▶ **Given text**
** BEGIN **
There was a time in my life when I would stay curled up in bed, or tucked into the corner of the couch, reading, devouring and having to finish just one more chapter of my book. Many times I'd start and finish a good book over one weekend. I'm not a particularly quick reader, in fact, sort of on the slow side - as I like to read each and every single word, and don't like to skim over words (which I know was the reading style of some of my school friends).
So, anyway. The Wednesday before last I had a few quiet moments in the city, while Mishi was asleep in her pram. I decided to visit the library. I plucked a few books off the shelves at whim; based on the name of the book, the cover illustration, and a small snippet of a randomly opened page. 
While neither of the books were amazingly life alteringly fantastic, they were both remarkably lovely to read. And had great moments in them; moments of relating to my life right now as well.
Ari was intrigued by the name of "The Palace of Strange Girls", by Sallie Day. He kept asking me about it, what was happening, what the strange girls were, where was the palace, etc. I really enjoyed the story woven in about the father who worked in the weaving cotton mills, the moments of him with his daughter telling her about the different weaves of fabric, and how he knew by touch what each one was, and how they were all made. And the pain and angst of all the mills being closed down in post-war England.

"A Box of Matches" by Nicholson Baker was a detailed, finely tuned story. Every day a middle-age man wakes up early, before sunrise, in the freezing cold of January Winter. He lights a fire, and tells us snippets and memories and dreams. He tells about the hole in his sock that irritated his toe, or about the feel of taking a big bite of apple - so big that it feels like your mouth is jammed open and you have to work out how to loosen it. Those tiny little details of life; set in the dark of the morning, he has to feel for the coffee machine and the fill the water and scoop just the right amount of coffee. And the way he feels for the coffee filters, spreading his fingers out so as to make sure he only picks up one and not all of them. Oh - I do love a story that so accurately details those miniscule aspects of our days. There is not plot as such, just each morning a new fire, with new segments. 
I do think that I will try to remember, when I'm next at the library, to find some more books by Baker. And I'm going to pass his name onto my brother, who very much likes to write, and who I know appreciates those little small tiny moments. Almost laboured over with detail and explanation.

Today Ari asked me to write a book with him. Perhaps over the holidays we will sit down together and do just that. I'm not sure what he wants it to be about, or what my role will be (as his illustrations are as amazing as his imagination and story telling skills).

***** This blog title is a reference to an excellent book we have "The Incredible Book Eating Boy" By Oliver Jeffers. {"Lost and Found" is also a beautiful book}.
** END **
▶ **Task objective**
In the blog post about library books, where did the father in "The Palace of Strange Girls" work?

[Dataset rows]
** BEGIN **
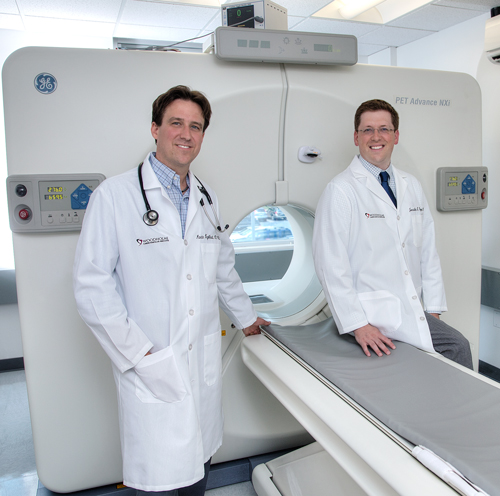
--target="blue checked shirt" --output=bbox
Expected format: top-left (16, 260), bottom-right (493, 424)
top-left (358, 155), bottom-right (398, 199)
top-left (149, 152), bottom-right (190, 239)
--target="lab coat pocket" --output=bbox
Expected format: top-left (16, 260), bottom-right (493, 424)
top-left (201, 242), bottom-right (220, 284)
top-left (204, 331), bottom-right (222, 386)
top-left (358, 290), bottom-right (401, 335)
top-left (411, 213), bottom-right (424, 248)
top-left (135, 347), bottom-right (186, 403)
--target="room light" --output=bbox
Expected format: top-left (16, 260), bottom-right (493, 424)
top-left (339, 0), bottom-right (385, 19)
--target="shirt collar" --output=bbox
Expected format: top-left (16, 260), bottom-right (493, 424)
top-left (358, 155), bottom-right (394, 180)
top-left (149, 152), bottom-right (189, 190)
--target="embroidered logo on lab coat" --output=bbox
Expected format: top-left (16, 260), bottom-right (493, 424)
top-left (136, 236), bottom-right (169, 246)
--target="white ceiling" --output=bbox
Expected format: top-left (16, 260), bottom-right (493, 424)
top-left (0, 0), bottom-right (500, 56)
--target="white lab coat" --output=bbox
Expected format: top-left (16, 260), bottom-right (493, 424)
top-left (313, 157), bottom-right (447, 352)
top-left (74, 157), bottom-right (257, 491)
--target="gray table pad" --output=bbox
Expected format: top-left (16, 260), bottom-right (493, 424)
top-left (265, 318), bottom-right (500, 496)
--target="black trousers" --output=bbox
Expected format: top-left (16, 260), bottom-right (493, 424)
top-left (425, 312), bottom-right (472, 369)
top-left (137, 459), bottom-right (211, 496)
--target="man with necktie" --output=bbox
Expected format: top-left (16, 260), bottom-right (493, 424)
top-left (313, 100), bottom-right (472, 368)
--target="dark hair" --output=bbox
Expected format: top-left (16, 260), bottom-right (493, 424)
top-left (152, 85), bottom-right (212, 132)
top-left (354, 100), bottom-right (399, 131)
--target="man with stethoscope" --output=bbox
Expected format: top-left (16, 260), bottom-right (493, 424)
top-left (74, 86), bottom-right (268, 496)
top-left (313, 100), bottom-right (472, 368)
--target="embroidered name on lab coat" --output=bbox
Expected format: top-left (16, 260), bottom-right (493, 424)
top-left (365, 213), bottom-right (385, 219)
top-left (196, 234), bottom-right (220, 240)
top-left (136, 236), bottom-right (169, 246)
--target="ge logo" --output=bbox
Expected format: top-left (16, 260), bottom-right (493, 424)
top-left (35, 72), bottom-right (57, 95)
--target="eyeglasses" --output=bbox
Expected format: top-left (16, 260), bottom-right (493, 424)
top-left (358, 127), bottom-right (394, 136)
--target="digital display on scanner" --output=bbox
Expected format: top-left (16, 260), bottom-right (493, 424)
top-left (314, 43), bottom-right (333, 52)
top-left (38, 179), bottom-right (99, 212)
top-left (227, 5), bottom-right (255, 28)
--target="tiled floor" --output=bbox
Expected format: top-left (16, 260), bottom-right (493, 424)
top-left (0, 370), bottom-right (257, 496)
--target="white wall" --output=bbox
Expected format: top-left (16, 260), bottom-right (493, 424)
top-left (368, 13), bottom-right (500, 368)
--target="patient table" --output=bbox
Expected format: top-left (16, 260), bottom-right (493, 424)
top-left (242, 318), bottom-right (500, 496)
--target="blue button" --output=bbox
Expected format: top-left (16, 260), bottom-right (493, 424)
top-left (71, 183), bottom-right (92, 210)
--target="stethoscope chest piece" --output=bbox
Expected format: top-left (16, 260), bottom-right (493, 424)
top-left (142, 210), bottom-right (160, 226)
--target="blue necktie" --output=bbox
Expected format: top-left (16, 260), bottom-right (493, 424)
top-left (380, 171), bottom-right (398, 208)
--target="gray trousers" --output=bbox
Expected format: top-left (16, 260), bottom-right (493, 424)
top-left (425, 312), bottom-right (472, 369)
top-left (137, 459), bottom-right (211, 496)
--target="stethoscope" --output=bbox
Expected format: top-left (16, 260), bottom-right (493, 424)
top-left (137, 162), bottom-right (229, 233)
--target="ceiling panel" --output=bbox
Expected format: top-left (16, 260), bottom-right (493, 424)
top-left (121, 0), bottom-right (219, 29)
top-left (292, 18), bottom-right (378, 37)
top-left (114, 24), bottom-right (203, 42)
top-left (358, 43), bottom-right (389, 57)
top-left (24, 16), bottom-right (115, 37)
top-left (0, 0), bottom-right (19, 14)
top-left (387, 4), bottom-right (486, 31)
top-left (0, 14), bottom-right (24, 31)
top-left (358, 26), bottom-right (434, 47)
top-left (433, 0), bottom-right (500, 12)
top-left (275, 0), bottom-right (331, 17)
top-left (19, 0), bottom-right (122, 22)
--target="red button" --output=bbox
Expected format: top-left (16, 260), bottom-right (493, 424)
** END **
▶ **Reply to the task**
In the weaving cotton mills.